Reading passage:
+===+

The evolution of the two fields dates back to the start of interactive computing. The first true personal computer, known as the LINC, was designed by Wesley A. Clark in 1961 for biomedical researchers.
“Information technology has helped biotech in the past,” said Luis Ceze, a University of Washington computer scientist and one of the designers of the new DNA storage system. “Now biotech has to pay back.”
Early signs of a possible convergence of computing and biology can be found in a visit to a cramped laboratory in the basement of the Paul G. Allen Center for Computer Science & Engineering on the University of Washington campus.
It is crammed with equipment more readily found in a biology laboratory — a desktop DNA sequencing system and a separate machine that is used to amplify fragments of DNA by making billions of precise copies.
Together, the two machines form a prototype of a data-archiving approach that could spread more widely in as soon as five years.
The researchers note that it could be used by Hollywood studios and modern hospitals that need long-term storage for digitized movies as well as X-ray and MRI images.
Previous experiments performed by scientists at European Bioinformatics Institute in Hinxton, England, in 2013, and in 2012 at Harvard University, showed that it was possible to store data files in DNA and then read the information back in digital form.
The Harvard group received international attention for storing billions of copies of “Regenesis,” a book written by Harvard geneticist George Church and Ed Regis.
The research teams from the University of Illinois and from the UW and Microsoft have built on that work by storing information in DNA form and then retrieving a specific file from the data.
The Illinois scientists were able to encode parts of the Wikipedia pages of six universities, then select and edit parts of the text written in DNA corresponding to three of the colleges.
The University of Washington and Microsoft researchers decided that because of the vast potential storage capacity of DNA, it would be better used for simply storing data rather than rewriting it. They were able to store four small image files and then retrieve them independently with just a single error.
In addition to refining the computerized reassembly techniques, the research groups are continuing to work on improving the basic storage technology.
“We have scaled up our 2012 work about a hundredfold,” Church said. His laboratory is working in collaboration with Technicolor S.A., a French company that has a large business in digital data and film archiving.
“The big issue is lowering the cost by another thousandfold, which is our current focus,” he added.
The Harvard laboratory is trying to encode and retrieve “A Trip to the Moon,” a 1902 French silent film.

+===+

Exercise data:
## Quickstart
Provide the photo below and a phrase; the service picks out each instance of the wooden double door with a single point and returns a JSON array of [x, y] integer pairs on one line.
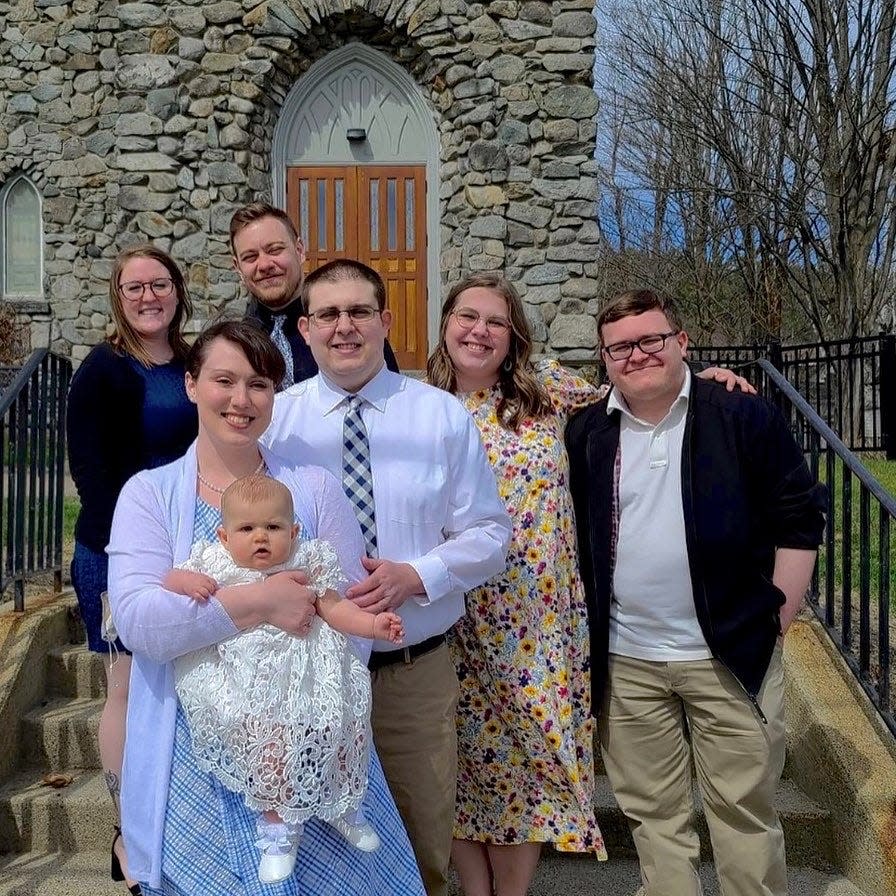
[[375, 214]]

+===+

Problem statement: Set down, word for word, the stretch of the DNA data storage article from "In addition to" through "French silent film.".

Response to this task:
In addition to refining the computerized reassembly techniques, the research groups are continuing to work on improving the basic storage technology.
“We have scaled up our 2012 work about a hundredfold,” Church said. His laboratory is working in collaboration with Technicolor S.A., a French company that has a large business in digital data and film archiving.
“The big issue is lowering the cost by another thousandfold, which is our current focus,” he added.
The Harvard laboratory is trying to encode and retrieve “A Trip to the Moon,” a 1902 French silent film.